═══ DATA TO USE
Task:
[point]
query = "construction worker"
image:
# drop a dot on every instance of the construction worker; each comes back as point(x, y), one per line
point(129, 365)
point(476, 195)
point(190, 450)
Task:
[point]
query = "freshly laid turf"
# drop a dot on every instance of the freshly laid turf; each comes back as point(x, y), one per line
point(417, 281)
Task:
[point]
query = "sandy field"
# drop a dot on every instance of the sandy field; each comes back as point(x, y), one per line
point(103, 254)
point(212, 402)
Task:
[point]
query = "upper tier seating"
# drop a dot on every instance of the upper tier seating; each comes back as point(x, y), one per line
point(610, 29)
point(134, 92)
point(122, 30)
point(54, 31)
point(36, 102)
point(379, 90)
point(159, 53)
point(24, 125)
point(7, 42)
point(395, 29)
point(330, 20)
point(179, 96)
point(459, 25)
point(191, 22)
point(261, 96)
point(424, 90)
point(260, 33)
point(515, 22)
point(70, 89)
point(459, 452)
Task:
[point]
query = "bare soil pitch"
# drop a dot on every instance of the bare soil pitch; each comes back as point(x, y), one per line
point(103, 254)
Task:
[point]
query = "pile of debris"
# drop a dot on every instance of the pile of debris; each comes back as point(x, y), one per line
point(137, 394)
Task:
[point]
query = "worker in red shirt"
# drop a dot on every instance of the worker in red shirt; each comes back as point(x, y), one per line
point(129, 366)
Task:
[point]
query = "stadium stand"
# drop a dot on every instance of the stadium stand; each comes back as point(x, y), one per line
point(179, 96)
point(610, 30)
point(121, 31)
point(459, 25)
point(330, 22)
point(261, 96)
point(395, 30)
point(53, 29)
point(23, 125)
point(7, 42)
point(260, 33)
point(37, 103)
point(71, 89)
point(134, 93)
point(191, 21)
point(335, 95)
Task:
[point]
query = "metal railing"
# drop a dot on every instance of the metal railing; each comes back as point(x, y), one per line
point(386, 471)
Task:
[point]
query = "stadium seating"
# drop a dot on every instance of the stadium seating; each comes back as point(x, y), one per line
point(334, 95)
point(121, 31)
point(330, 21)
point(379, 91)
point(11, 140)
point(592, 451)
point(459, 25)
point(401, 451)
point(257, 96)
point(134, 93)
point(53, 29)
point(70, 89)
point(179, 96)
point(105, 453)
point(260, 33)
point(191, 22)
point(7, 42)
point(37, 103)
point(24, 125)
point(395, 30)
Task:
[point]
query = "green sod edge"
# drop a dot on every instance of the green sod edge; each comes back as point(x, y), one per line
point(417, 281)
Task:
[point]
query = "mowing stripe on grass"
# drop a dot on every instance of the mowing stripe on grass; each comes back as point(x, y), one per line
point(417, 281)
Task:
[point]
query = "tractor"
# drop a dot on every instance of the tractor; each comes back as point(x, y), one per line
══════
TASK REQUIREMENTS: Render the material from its first line up to and including the line containing "point(459, 452)" as a Markdown table with the columns Row and Line, one numbered row per line, leaving out blank lines.

SOLUTION:
| Row | Line |
|---|---|
| 1 | Task: |
| 2 | [point] |
| 3 | query = "construction worker" |
| 4 | image: |
| 5 | # drop a dot on every instance of the construction worker; each comes back as point(x, y), one per line |
| 6 | point(129, 365) |
| 7 | point(476, 195) |
| 8 | point(190, 450) |
| 9 | Task: |
| 10 | [point] |
| 11 | query = "freshly laid turf" |
| 12 | # drop a dot on every instance of the freshly laid turf; each comes back as point(x, y), one per line |
| 13 | point(417, 281) |
| 14 | Task: |
| 15 | [point] |
| 16 | query = "sandy field" |
| 17 | # drop a dot on every instance of the sandy field; each comes back as point(x, y), one per line |
| 18 | point(103, 254) |
| 19 | point(212, 402) |
| 20 | Task: |
| 21 | [point] |
| 22 | query = "upper tier seating" |
| 23 | # drop a dot on every instance of the upper tier seating; each comes back as point(x, y), one per line |
| 24 | point(610, 29) |
| 25 | point(134, 92) |
| 26 | point(122, 30) |
| 27 | point(54, 31) |
| 28 | point(36, 102) |
| 29 | point(379, 90) |
| 30 | point(159, 53) |
| 31 | point(24, 125) |
| 32 | point(7, 42) |
| 33 | point(395, 29) |
| 34 | point(330, 20) |
| 35 | point(179, 96) |
| 36 | point(459, 25) |
| 37 | point(191, 22) |
| 38 | point(261, 96) |
| 39 | point(424, 90) |
| 40 | point(260, 33) |
| 41 | point(515, 22) |
| 42 | point(70, 89) |
| 43 | point(459, 452) |